**Provided text:**
§ §

Flash is used for displaying heavily compressed streaming video (with crappy or good results) because it's a common plugin that sites like YouTube can count on. Without present support for things like HTML 5, and with worries of people downloading the content of the videos (which would make pirating videos a lot more common, eliminating royalty payments that would be provided for through related advertisements), Flash provides a platform for delivery inside the browser which most people already have.
High quality can imply a number of things. If by looking good full-screened you mean that still frames are free of visible compression artifacts then yes, Flash videos can be pretty high-quality (although they don't have to be). That's what I'd consider to be the common metric for visual quality, the amount of noise added in and details lost. Fluid playback is an important issue as well, but somewhat of a different one at the same time. Playback performance with Flash video can suffer at high resolutions, but again, this is something that Adobe knows about, and which has been fixed in the newer Beta versions of Flash. Even an ION-powered system is capable of doing smooth 1080p H.264 video playback. Actually, amusingly, that's the reason Apple cited as not supporting Theora while being proponents of HTML 5; no chips exist for devices like portable media players and smartphones which will accelerate Theora playback, while H.264 is more widely embraced in such devices.
So amusingly enough, if you look at H.264 vs Theora on old systems, lower-rez Theora is probably all you'll play fluidly, but when you move to modern portable devices, it's H.264 which has the advantage. Modern computers will probably handle Theora better if they don't have GPU acceleration for H.264, but if they do, the situation is probably reversed again. Really, it's all about having proper hardware support.
Flash is nothing more or less than a stopgap. The "old" Web was relatively static and primitive. A lot of proprietary shit went down in the '90s, Flash was one of those things. Right now it's bridging the gap between a text-and-image-based Web, and an interactive, audio-and-video-and-animation laden one. Scripted animation and embedded media in neutral ("web friendly") formats are just coming to fruition (as you keep pointing out, HTML 5). Until those are more developed and more supported, for better or worse, Flash will be used by most of the major sites and browsers to provide a hackish and sometimes buggy common platform for things which don't have support in HTML 4.
Adobe hasn't done shit right in years, just look at all the people with Photoshop having issues with Windows 7 and so they bitch that 7 is a piece of steaming shit just because of Adobe's horrible program.
No matter what browser I use, I've had it crash just...randomly. Firefox, IE, Chrome... if I have tabs up for about 1 minute with more than 3 windows from YouTube, it'll crash. The whole browser, not just a tab (for Chrome). The whole thing.

§ §

**Records provided:**
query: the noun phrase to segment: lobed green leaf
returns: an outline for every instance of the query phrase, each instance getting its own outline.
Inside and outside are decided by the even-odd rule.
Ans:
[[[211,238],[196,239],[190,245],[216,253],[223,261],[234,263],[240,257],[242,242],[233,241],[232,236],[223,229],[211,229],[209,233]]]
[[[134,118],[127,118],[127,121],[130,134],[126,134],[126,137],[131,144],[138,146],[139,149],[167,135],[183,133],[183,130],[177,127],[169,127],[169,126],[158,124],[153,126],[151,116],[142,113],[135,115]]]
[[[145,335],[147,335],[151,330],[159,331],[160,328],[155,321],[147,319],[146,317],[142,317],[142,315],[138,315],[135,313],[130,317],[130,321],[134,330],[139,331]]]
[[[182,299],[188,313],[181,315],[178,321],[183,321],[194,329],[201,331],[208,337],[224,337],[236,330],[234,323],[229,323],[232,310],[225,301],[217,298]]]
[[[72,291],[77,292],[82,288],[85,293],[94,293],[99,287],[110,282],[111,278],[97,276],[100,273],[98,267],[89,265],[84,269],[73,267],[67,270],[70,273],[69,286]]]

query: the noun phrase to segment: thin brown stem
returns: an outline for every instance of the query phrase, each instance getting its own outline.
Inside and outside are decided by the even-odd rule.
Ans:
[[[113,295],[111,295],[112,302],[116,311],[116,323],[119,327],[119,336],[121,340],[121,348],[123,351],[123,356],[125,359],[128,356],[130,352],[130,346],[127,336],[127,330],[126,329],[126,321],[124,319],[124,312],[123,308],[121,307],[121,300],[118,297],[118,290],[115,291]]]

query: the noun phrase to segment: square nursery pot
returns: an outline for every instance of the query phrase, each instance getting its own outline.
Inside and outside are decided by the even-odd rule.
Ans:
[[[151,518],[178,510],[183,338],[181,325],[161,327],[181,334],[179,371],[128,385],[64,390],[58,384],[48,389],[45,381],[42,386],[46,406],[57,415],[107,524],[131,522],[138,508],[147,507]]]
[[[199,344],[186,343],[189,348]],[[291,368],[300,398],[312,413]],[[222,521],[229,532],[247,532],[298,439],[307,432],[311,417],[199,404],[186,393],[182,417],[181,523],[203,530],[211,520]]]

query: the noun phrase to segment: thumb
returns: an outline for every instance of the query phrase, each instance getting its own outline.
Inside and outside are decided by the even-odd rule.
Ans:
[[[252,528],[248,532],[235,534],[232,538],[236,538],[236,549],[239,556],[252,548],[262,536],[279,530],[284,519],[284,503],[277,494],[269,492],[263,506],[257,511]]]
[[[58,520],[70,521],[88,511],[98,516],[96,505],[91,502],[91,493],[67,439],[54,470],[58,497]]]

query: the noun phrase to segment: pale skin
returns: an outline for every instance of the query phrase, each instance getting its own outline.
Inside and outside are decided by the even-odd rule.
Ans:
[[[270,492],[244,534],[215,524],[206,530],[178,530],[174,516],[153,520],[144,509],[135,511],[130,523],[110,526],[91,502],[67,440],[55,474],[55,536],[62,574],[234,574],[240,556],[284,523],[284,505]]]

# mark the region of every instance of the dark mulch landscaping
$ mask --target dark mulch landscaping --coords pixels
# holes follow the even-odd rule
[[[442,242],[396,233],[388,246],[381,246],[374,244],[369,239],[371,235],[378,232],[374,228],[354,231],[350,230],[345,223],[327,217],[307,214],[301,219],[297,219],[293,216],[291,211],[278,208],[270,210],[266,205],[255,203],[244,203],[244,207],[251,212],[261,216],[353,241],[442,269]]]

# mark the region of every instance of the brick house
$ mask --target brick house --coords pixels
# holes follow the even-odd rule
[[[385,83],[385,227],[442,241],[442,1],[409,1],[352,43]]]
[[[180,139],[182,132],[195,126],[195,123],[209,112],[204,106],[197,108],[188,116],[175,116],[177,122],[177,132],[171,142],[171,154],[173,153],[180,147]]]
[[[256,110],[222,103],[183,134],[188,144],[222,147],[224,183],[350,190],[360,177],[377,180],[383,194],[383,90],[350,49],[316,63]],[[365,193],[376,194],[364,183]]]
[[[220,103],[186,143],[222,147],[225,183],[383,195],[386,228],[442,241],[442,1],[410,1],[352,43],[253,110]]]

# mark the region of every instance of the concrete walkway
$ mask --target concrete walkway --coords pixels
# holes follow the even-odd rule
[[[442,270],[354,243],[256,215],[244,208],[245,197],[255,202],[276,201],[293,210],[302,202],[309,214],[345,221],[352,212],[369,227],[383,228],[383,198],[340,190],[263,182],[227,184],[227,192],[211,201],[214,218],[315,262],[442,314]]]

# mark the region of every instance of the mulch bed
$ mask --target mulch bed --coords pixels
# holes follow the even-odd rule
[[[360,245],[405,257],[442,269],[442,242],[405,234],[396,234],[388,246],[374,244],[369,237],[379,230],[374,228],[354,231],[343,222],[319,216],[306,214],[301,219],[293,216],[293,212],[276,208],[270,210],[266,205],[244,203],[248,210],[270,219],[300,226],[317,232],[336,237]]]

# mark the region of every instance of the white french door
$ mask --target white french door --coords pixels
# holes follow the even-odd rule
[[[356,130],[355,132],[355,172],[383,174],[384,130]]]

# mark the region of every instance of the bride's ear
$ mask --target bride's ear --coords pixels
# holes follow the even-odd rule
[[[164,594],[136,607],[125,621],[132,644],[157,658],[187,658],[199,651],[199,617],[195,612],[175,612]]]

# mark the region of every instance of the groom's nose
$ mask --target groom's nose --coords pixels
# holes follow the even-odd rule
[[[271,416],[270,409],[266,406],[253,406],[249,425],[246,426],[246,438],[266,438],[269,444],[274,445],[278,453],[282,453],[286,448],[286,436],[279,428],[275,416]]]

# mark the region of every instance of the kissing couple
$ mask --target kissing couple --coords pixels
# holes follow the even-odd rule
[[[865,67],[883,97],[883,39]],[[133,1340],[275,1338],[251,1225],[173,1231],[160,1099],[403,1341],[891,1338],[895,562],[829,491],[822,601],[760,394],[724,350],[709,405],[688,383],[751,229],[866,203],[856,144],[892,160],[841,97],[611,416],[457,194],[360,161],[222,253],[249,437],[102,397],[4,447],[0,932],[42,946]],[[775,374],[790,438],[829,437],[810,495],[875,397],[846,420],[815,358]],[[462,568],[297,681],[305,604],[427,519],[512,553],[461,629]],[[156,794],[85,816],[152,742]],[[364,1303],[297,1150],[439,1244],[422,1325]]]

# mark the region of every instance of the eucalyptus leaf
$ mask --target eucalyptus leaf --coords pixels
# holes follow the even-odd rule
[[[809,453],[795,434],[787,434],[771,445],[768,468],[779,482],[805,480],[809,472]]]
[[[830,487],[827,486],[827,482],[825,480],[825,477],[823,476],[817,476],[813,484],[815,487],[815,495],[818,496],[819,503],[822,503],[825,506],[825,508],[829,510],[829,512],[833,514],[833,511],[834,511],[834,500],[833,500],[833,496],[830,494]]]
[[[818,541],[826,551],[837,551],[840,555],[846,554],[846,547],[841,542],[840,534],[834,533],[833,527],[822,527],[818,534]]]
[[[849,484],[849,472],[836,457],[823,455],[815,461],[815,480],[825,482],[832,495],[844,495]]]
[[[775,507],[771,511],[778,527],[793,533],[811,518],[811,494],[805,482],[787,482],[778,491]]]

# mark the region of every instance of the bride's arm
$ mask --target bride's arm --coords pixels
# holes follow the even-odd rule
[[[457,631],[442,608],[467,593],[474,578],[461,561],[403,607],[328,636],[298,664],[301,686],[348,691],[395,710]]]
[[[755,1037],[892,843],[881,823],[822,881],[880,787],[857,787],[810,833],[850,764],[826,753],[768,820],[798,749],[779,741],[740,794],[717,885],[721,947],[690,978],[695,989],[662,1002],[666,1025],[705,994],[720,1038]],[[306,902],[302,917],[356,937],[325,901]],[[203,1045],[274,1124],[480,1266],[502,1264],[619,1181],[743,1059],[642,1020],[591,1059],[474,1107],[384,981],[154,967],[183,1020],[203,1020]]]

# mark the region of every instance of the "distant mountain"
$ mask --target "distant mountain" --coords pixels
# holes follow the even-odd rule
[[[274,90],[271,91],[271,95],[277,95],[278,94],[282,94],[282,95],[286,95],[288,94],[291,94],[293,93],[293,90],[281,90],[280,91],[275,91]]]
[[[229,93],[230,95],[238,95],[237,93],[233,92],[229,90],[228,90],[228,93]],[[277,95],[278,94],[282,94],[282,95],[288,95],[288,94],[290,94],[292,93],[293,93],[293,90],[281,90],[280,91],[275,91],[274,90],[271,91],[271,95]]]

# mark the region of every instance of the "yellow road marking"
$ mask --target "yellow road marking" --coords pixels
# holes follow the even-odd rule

§ §

**Objectives:**
1. In the Flash video discussion, what reason did Apple give for not supporting Theora?
2. Carry on the Flash video discussion from its last sentence.

**Outputs for the tasks:**
1. No chips exist for devices like portable media players and smartphones that will accelerate Theora playback, while H.264 is more widely embraced in such devices.

2.
I can understand where you're coming from against Apple, but I can also understand where Apple-fans (and fanboys) are coming from against Adobe.
By the way, I'm using the RTM of 7 and Flash is still being a piece of shit. XD
Apple isn't going to dominate the desktop and laptop market. They just don't price themselves that way for mainstream appeal.
Software monopoly beats hardware monopoly. No monopoly is best, when it's practical.
Yeah, it's inconvenient that you can't just run any binary on any architecture, but it's not such a great inconvenience that the benefits of variety should be forsaken. A heterogeneous population is good for evolution of any kind, and that's good for everybody. The first AMD Athlons were designed with the help of jettisoned former DEC employees, and were basically Alpha EV6 chips modified to speak x86, and symmetric multiprocessing sure as hell didn't start on x86. Good chip technology comes from a lot of different angles.
And you're right about mobile architectures: One size can't fit all. This alone pretty much rules out the ultimate feasibility of hardware monoculture--except within a given market, where the aforementioned convenience is a powerful commercial force.
There doesn't "need" to be a standardized "single instruction set", and there shouldn't be.
Many good designs have died not because they were inferior designs, but because of politics. Was Alpha inferior to x86 or to Itanium? No, it was usually the fastest chip out there every time a new one got released, and Hewlett-Packard sold Alphaserver systems for years after the architecture was supposed to have died simply because Itanium, its intended replacement, took years to catch up with a moribund architecture; x86 wasn't even on the map. Similarly, SGI MIPS and HPPA were killed off because SGI and HP thought they'd save a few bucks by cutting chip development out of their budgets. (SGI subsequently swirled down the crapper and got bought by Rackable; HP had somewhat better luck.)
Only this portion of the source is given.